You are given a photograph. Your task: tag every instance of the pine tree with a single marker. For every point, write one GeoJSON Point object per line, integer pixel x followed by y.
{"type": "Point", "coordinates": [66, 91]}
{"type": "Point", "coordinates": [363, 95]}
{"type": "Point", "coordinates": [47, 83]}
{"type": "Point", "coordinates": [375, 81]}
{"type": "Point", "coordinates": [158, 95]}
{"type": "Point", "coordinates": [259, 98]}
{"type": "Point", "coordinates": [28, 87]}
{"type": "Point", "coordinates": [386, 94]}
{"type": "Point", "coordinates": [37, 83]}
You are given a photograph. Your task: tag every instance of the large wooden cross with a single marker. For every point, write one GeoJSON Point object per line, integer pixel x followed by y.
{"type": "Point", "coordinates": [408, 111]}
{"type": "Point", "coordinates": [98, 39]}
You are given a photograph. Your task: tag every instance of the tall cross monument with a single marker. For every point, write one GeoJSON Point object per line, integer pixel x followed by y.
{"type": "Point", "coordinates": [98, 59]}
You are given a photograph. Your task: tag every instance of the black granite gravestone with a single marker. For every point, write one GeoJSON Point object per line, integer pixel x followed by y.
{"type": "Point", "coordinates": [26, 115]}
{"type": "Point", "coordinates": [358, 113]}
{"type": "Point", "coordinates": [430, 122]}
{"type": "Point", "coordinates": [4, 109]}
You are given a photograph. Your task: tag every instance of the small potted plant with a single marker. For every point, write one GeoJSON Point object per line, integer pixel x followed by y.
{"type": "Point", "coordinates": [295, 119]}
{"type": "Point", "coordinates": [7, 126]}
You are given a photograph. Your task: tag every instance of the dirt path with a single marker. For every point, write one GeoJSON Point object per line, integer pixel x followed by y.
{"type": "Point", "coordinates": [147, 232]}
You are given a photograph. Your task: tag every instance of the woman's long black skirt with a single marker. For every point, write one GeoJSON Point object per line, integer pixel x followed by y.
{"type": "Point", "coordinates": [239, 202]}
════════════════
**What you will do:**
Reproduce every one of the records above verbatim, keeping each line unchanged and in its original order.

**Answer below:**
You are given a photograph. Your task: tag every instance of the pine tree with a single marker. For every point, write one GeoJSON Point object per line, integer pixel x followed by y.
{"type": "Point", "coordinates": [66, 91]}
{"type": "Point", "coordinates": [363, 95]}
{"type": "Point", "coordinates": [47, 83]}
{"type": "Point", "coordinates": [375, 81]}
{"type": "Point", "coordinates": [158, 95]}
{"type": "Point", "coordinates": [259, 98]}
{"type": "Point", "coordinates": [28, 87]}
{"type": "Point", "coordinates": [386, 94]}
{"type": "Point", "coordinates": [37, 83]}
You are given a photograph. Your task: tag every instance of the large wooden cross with a single marker. For every point, write one GeoJSON Point object per line, integer pixel x followed by y.
{"type": "Point", "coordinates": [408, 111]}
{"type": "Point", "coordinates": [98, 39]}
You are given a photograph. Your task: tag every instance of the tall cross monument with a single marker. For every point, write one GeoJSON Point object per line, integer pixel x followed by y.
{"type": "Point", "coordinates": [98, 59]}
You are given a photograph. Your task: tag every instance of the black granite gravestone with a single marker. For every point, write one GeoJSON Point object per line, integer pixel x followed by y.
{"type": "Point", "coordinates": [26, 115]}
{"type": "Point", "coordinates": [358, 113]}
{"type": "Point", "coordinates": [430, 122]}
{"type": "Point", "coordinates": [4, 109]}
You are given a photograph. Your task: tag every instance of the small potted plant with a single marker. For every point, write one GeoJSON Point object per line, integer pixel x followed by y.
{"type": "Point", "coordinates": [295, 119]}
{"type": "Point", "coordinates": [7, 126]}
You are given a photograph. Your task: tag every instance of the dirt path with a single marker. For every point, write one GeoJSON Point object per line, integer pixel x followed by y.
{"type": "Point", "coordinates": [147, 232]}
You are given a photograph. Your task: tag every instance of the woman's long black skirt with a single marker. For every point, write one GeoJSON Point object per line, integer pixel x followed by y.
{"type": "Point", "coordinates": [239, 202]}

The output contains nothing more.